**Request**
Copy out the lines from the one containing "of the wooden" through the end of the items, swapping every "marker" for "pin" and leaving everything else as it is.

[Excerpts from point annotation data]

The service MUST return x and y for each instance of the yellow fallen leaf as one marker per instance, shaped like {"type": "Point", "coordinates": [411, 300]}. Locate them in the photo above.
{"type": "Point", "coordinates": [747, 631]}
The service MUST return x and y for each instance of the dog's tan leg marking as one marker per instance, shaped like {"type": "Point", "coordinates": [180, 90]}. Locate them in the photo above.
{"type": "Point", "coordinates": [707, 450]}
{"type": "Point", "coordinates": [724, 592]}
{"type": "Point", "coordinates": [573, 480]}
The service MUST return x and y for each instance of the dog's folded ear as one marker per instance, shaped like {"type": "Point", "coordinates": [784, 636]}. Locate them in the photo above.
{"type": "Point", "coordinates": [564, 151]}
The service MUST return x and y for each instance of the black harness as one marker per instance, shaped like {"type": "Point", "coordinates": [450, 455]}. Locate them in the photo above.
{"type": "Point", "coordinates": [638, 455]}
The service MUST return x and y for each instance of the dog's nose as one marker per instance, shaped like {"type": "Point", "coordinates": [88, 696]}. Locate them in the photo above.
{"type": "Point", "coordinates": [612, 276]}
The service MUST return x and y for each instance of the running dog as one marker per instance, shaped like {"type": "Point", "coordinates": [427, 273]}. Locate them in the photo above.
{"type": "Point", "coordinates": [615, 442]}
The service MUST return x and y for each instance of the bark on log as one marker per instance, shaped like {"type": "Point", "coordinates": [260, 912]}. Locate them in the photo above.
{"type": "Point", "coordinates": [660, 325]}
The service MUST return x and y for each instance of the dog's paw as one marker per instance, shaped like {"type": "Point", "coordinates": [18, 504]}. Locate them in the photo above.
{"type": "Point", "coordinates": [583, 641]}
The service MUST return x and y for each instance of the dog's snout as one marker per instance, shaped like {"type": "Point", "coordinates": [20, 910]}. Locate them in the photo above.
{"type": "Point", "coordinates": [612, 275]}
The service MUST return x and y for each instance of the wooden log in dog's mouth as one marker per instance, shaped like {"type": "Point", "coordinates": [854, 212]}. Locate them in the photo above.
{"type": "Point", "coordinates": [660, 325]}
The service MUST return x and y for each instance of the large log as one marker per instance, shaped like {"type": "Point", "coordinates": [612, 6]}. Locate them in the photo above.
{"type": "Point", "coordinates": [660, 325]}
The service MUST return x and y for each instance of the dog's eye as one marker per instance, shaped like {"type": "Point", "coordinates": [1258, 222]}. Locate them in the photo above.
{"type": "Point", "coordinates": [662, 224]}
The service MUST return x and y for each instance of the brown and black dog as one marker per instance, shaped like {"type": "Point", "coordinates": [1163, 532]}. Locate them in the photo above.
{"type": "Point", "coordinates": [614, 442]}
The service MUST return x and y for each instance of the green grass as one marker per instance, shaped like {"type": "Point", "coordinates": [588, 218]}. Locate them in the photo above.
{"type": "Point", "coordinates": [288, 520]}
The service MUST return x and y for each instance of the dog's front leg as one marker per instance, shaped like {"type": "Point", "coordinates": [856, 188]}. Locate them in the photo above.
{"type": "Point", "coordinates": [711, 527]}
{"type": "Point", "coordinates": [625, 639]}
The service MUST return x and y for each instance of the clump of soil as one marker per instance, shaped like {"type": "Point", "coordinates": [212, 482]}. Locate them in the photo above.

**Exercise answer**
The service MUST return x and y for each instance of the wooden log in dog's mouth as one pin per instance, shaped like {"type": "Point", "coordinates": [854, 212]}. Locate them in the photo above.
{"type": "Point", "coordinates": [660, 325]}
The service MUST return x and y for each instance of the large log as one pin per instance, shaped like {"type": "Point", "coordinates": [612, 6]}. Locate them in the photo above.
{"type": "Point", "coordinates": [660, 325]}
The service MUST return x and y for each instance of the dog's eye as one pin per instance, shaped like {"type": "Point", "coordinates": [1258, 222]}. Locate them in the photo above.
{"type": "Point", "coordinates": [662, 224]}
The service MUST return x and y for each instance of the brown and black dog as one pin per instance, shaped like {"type": "Point", "coordinates": [1163, 532]}. Locate them in the photo above.
{"type": "Point", "coordinates": [614, 442]}
The service MUST return x and y for each instance of the green grass as one pin per instance, shaped like {"type": "Point", "coordinates": [588, 218]}. Locate them in the photo above.
{"type": "Point", "coordinates": [288, 520]}
The service MUST return x and y for each instance of the dog's front leg as one pin per instance, shaped like {"type": "Point", "coordinates": [856, 188]}. Locate them in the photo above.
{"type": "Point", "coordinates": [711, 527]}
{"type": "Point", "coordinates": [625, 639]}
The service MUST return x and y for each instance of the clump of soil as one pin per instance, shaped like {"type": "Point", "coordinates": [212, 482]}. Locate them in the photo above.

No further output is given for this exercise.